Две главы в книге Ганна посвящены исследованию процессов “изобретения”, или способам создания оккультной риторики. Сам исследователь называет этот раздел «оккультной поэтикой» (26). Влиянием этой поэтики объясняется и основной недостаток книги – рассуждая о текстах, Ганн постоянно сбивается на увлекательное, но не всегда уместное описание своего опыта общения с шарлатанами, предлагающими свои примитивные сочинения (по двести долларов за семинар).

«Тайная речь» может выражаться в молчании, в создании «воображаемой диалектики» или «воображаемого языка». Специфические жанровые коннотации второго и третьего вариантов Ганн подробно рассматривает. «Платонические» тексты, которые исследователь анализирует, обширны по объему – и откровения ангелов-хранителей, и магнум опус Гурджиева, в котором ироничные пассажи заставляют заподозрить «чистый вымысел». И сходство между этими текстами не вызывает сомнений. Оккультные терминологии основаны на идее, что духовные истины невыразимы и что следует вырабатывать метод мышления, запоминания или познания, который находится за пределами языка – только так можно достичь Истины. «Все эти методы включают особую, для избранных предназначенную, терминологию, которая или основана на чистом языке или и создана из фрагментов, чтобы приблизиться к божественной сущности» (42).

Опираясь на построения Ж. Дерриды, Ганн проводит подробную экскурсию по неоплатоническим парадоксам: «Когда Е.П. Блаватская выражала идею, всегда присутствовала лингвистическая позитивность в негативном выражении: это голос Nada, “голос Безмолвия”, позитивность (голос) ничто (молчания) (44). Оккультисты используют странные, эзотерические слова в рамках «платоновского поиска транслингвистических истин». Это срабатывает и оказывает соответствующее воздействие на читателя: «В отличие от слова Божия, которое есть конечное и вечное, все существующие оккультные тексты содержат указание, что они являются лучшим приближением к абсолютной реальности, новизна становится их центральной характеристикой» (48).

------------------------

#### Что нужно сделать:
1. Как, согласно фрагменту о книге Ганна, сам исследователь называет раздел, посвященный способам создания оккультной риторики?
2. Воспроизведите дословно ту часть записей, которая открывается первой строкой записей и заканчивается строкой, содержащей «column 1054, row 320». Обе граничные строки включите.

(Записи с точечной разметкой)
------------------------

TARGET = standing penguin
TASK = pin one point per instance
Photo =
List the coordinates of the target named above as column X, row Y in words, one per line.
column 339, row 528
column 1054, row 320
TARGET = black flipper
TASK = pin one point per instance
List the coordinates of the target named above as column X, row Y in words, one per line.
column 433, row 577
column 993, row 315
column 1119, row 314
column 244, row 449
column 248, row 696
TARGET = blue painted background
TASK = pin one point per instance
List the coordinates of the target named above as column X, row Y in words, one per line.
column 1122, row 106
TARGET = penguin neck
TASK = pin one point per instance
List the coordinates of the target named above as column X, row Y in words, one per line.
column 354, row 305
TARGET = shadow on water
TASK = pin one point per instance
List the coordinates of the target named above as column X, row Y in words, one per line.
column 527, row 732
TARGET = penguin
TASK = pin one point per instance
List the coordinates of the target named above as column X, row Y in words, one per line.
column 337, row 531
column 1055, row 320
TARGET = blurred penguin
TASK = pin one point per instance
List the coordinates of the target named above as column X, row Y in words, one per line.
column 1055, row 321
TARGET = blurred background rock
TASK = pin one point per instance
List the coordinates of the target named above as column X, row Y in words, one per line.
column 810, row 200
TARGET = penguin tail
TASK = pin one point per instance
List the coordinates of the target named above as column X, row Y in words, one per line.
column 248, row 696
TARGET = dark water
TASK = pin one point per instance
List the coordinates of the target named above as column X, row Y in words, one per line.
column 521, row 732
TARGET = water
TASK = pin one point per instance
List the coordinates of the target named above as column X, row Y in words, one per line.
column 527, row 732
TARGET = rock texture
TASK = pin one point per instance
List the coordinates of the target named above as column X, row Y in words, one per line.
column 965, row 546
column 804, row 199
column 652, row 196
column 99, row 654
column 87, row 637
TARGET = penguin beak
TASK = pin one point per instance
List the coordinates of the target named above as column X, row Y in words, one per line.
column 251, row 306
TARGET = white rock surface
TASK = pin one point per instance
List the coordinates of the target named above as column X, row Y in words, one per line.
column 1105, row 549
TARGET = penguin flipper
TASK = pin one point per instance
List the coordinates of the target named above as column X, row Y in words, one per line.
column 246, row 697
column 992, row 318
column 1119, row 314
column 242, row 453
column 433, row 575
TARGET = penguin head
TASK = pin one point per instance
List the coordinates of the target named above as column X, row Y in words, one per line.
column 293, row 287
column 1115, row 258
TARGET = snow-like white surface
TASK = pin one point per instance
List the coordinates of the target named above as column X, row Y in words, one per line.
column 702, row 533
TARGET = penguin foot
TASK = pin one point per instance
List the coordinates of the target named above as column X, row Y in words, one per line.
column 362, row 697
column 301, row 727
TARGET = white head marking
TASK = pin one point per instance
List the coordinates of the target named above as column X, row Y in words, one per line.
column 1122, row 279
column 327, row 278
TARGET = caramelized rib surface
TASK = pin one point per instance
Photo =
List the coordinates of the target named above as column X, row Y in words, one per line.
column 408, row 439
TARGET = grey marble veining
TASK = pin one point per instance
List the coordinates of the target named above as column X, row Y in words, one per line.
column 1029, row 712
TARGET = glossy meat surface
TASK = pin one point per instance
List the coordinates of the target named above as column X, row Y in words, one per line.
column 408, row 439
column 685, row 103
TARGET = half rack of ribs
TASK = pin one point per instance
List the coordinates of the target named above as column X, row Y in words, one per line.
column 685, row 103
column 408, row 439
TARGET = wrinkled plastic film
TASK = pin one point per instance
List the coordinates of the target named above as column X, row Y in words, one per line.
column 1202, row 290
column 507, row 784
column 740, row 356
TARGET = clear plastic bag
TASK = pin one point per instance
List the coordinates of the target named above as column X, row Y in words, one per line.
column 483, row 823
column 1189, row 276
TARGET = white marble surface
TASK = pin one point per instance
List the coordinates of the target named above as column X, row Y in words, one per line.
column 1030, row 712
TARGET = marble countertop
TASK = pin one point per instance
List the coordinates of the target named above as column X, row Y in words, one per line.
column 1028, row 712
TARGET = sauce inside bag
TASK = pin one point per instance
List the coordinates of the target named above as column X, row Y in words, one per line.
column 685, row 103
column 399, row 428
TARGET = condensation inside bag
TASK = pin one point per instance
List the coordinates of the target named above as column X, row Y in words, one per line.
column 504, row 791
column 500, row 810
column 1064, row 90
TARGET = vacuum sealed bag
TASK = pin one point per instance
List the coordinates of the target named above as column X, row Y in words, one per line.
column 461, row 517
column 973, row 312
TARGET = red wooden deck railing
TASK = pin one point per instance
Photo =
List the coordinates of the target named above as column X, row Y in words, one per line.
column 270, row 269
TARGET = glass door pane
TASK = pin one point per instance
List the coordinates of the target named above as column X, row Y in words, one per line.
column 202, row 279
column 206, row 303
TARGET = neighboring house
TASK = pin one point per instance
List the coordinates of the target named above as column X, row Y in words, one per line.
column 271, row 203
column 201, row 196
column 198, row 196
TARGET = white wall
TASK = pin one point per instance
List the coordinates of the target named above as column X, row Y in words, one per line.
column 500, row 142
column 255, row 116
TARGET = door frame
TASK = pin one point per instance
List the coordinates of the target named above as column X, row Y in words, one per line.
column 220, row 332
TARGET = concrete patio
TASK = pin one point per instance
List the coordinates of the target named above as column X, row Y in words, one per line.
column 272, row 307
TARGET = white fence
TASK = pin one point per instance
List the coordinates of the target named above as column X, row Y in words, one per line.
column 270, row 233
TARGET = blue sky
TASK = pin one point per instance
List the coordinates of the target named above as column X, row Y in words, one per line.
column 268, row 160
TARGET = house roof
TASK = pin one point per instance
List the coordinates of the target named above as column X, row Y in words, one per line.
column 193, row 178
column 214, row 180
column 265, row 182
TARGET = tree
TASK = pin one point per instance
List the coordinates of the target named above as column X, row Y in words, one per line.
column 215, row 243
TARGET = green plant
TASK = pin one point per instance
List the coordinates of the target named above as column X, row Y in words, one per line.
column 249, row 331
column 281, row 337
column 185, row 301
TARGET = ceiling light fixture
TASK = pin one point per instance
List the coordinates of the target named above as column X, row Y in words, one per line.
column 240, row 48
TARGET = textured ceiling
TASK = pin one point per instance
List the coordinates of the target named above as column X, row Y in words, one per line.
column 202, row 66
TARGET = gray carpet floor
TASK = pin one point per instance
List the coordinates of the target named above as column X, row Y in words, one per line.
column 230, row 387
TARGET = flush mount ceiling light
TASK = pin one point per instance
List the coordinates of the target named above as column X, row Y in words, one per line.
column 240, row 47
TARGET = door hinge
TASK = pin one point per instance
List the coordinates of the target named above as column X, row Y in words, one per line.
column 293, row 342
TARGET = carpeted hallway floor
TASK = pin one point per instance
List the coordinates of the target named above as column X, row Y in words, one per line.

------------------------

#### Ответы по заданиям:
1. Он называет этот раздел «оккультной поэтикой».

2.
TARGET = standing penguin
TASK = pin one point per instance
Photo =
List the coordinates of the target named above as column X, row Y in words, one per line.
column 339, row 528
column 1054, row 320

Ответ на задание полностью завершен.